● **DESCRIPTION OF THE TASK**:
Repeat only the lines from the one holding "Can you see the cardboard" down to the last line of the listing below, including both of those lines.
#####
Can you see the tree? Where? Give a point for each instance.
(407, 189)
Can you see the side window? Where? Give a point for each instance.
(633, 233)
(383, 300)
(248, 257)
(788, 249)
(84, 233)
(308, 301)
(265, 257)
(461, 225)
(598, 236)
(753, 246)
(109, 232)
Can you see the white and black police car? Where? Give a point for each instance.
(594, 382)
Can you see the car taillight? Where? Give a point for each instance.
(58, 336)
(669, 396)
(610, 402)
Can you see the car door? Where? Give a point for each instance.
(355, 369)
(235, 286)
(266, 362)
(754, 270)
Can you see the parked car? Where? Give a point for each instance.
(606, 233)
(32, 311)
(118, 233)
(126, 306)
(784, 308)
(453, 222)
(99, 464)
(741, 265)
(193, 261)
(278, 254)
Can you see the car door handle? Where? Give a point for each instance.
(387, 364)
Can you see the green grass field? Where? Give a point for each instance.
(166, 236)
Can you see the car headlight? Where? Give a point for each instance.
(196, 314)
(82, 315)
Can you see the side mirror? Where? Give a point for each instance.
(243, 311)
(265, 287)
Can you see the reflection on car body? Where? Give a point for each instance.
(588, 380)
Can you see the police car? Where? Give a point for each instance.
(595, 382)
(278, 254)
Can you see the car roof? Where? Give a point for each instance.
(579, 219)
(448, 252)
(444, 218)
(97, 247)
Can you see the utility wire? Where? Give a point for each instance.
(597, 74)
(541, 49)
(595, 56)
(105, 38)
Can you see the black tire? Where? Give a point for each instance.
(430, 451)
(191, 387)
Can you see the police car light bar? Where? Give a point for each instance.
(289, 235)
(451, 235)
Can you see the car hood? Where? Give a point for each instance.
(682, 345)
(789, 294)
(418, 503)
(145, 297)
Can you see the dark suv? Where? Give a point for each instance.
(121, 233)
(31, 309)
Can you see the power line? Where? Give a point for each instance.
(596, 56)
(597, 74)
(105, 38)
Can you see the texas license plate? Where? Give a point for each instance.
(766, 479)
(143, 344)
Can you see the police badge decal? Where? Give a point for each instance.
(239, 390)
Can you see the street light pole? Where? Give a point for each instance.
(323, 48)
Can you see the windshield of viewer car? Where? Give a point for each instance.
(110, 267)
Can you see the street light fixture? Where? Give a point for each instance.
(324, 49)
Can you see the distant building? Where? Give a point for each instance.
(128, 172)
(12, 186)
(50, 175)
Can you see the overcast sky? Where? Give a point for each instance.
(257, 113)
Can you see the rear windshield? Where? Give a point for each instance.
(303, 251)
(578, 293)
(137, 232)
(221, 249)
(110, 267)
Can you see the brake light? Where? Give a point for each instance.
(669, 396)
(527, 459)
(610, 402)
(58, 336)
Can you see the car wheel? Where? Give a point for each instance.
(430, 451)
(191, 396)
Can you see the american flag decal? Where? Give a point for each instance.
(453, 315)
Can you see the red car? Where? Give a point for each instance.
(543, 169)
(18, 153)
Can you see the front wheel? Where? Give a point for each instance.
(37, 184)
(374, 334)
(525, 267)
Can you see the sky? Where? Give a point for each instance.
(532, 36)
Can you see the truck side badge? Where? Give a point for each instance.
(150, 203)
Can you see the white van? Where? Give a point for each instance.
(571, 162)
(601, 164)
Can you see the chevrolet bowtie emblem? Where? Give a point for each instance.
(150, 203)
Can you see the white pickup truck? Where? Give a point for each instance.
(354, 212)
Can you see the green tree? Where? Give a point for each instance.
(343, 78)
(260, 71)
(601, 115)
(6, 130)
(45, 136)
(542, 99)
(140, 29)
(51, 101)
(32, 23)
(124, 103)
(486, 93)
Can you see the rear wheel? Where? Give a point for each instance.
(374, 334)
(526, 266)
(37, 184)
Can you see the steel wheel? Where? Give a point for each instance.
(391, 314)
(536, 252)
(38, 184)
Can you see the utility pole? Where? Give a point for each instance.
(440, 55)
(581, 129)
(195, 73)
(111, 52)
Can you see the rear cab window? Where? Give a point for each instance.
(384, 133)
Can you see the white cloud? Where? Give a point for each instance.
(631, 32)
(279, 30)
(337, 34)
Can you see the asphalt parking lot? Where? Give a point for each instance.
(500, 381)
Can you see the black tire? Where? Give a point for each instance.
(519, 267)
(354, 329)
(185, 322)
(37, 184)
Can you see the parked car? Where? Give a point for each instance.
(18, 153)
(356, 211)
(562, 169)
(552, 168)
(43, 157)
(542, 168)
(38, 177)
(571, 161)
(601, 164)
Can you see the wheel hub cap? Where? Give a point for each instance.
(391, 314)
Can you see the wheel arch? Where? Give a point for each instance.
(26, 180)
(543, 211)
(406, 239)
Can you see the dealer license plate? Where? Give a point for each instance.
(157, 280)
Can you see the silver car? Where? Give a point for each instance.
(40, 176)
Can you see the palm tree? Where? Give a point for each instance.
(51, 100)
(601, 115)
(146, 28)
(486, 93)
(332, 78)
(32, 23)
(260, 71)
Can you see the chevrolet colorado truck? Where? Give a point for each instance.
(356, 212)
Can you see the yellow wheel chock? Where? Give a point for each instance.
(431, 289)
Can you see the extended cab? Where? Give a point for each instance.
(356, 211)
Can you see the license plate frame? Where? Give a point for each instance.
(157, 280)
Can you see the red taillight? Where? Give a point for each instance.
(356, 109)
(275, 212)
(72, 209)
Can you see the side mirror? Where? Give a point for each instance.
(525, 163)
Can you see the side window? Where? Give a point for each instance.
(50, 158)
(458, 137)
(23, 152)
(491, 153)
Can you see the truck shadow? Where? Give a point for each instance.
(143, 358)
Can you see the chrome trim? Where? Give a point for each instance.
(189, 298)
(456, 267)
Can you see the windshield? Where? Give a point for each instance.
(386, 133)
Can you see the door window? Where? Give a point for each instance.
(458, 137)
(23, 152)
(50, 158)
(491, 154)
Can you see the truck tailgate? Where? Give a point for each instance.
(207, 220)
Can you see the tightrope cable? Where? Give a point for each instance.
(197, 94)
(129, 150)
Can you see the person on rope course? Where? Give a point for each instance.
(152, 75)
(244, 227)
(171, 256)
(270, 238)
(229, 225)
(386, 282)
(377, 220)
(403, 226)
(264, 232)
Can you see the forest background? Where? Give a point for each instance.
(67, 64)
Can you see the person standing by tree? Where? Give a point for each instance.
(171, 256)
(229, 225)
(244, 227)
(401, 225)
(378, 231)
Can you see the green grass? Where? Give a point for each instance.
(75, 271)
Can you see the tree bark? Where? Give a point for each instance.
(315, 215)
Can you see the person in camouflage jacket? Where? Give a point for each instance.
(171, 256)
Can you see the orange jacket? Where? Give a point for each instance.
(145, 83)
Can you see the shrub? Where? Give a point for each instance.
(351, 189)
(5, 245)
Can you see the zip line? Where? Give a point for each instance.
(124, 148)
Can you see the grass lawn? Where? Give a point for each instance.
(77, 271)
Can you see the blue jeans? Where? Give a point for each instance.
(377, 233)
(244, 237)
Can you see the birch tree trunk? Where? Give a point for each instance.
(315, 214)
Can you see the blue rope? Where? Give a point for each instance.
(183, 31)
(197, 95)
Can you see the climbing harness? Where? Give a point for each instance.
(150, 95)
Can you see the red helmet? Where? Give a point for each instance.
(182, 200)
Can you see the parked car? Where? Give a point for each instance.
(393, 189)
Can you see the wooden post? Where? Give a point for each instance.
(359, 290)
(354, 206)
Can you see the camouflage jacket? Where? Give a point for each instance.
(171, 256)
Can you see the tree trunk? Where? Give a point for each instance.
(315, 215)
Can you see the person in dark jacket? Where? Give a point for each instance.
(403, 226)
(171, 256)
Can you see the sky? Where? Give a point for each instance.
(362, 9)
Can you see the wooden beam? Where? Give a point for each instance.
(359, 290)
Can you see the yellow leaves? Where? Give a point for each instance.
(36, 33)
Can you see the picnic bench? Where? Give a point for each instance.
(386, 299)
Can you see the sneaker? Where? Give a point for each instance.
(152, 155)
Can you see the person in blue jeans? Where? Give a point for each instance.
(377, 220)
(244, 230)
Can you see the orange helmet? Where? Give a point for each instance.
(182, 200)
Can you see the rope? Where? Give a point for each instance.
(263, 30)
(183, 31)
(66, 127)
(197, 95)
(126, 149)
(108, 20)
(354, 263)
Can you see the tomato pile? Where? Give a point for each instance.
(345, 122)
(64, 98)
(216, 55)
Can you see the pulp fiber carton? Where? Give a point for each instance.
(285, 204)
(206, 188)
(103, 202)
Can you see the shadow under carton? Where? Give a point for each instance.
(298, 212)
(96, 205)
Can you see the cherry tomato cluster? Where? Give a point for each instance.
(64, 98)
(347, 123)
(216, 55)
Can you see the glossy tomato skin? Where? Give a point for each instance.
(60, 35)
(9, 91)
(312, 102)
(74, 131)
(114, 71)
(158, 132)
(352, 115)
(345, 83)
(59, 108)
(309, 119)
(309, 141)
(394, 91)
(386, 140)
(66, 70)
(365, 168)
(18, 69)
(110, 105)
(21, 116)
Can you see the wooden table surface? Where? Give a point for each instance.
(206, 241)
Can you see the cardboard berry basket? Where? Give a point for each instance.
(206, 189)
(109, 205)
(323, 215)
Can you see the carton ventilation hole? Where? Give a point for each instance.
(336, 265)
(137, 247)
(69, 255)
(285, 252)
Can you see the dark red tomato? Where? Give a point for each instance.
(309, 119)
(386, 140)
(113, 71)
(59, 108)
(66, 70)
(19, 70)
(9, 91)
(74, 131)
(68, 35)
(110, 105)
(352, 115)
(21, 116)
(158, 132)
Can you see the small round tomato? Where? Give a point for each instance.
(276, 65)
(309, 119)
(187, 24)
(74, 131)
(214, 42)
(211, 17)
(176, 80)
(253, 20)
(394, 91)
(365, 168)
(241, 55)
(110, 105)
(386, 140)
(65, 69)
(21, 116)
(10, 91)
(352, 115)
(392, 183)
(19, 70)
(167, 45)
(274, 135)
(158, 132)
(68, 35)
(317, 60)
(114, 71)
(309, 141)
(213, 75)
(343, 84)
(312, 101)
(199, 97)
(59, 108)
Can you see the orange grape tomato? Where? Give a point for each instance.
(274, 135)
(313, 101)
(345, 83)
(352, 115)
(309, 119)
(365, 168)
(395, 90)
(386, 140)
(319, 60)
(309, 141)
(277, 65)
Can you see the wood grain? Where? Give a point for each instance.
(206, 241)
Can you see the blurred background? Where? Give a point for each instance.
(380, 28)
#####
● **EXPECTED ANSWER**:
Can you see the cardboard berry basket? Where? Give a point for each instance.
(206, 189)
(109, 205)
(323, 215)
Can you see the carton ventilation hole? Where? Give a point for each instance.
(336, 265)
(137, 247)
(69, 255)
(285, 252)
Can you see the dark red tomato? Where? Give a point for each instance.
(309, 119)
(386, 140)
(113, 71)
(59, 108)
(66, 70)
(19, 70)
(9, 91)
(74, 131)
(68, 35)
(110, 105)
(352, 115)
(21, 116)
(158, 132)
Can you see the small round tomato? Where? Give a point for each instance.
(276, 65)
(309, 119)
(187, 24)
(74, 131)
(214, 42)
(211, 17)
(176, 80)
(253, 20)
(394, 91)
(365, 168)
(241, 55)
(110, 105)
(386, 140)
(65, 69)
(21, 116)
(10, 91)
(352, 115)
(392, 183)
(19, 70)
(167, 45)
(274, 135)
(158, 132)
(68, 35)
(317, 60)
(114, 71)
(309, 141)
(213, 75)
(343, 84)
(312, 101)
(199, 97)
(59, 108)
Can you see the orange grape tomato? Where? Give a point for each instance.
(274, 135)
(313, 101)
(345, 83)
(352, 115)
(309, 119)
(365, 168)
(395, 90)
(386, 140)
(319, 60)
(309, 141)
(277, 65)
Can you see the wood grain? Where? Give a point for each instance.
(206, 241)
Can you see the blurred background? Where? Give a point for each instance.
(380, 28)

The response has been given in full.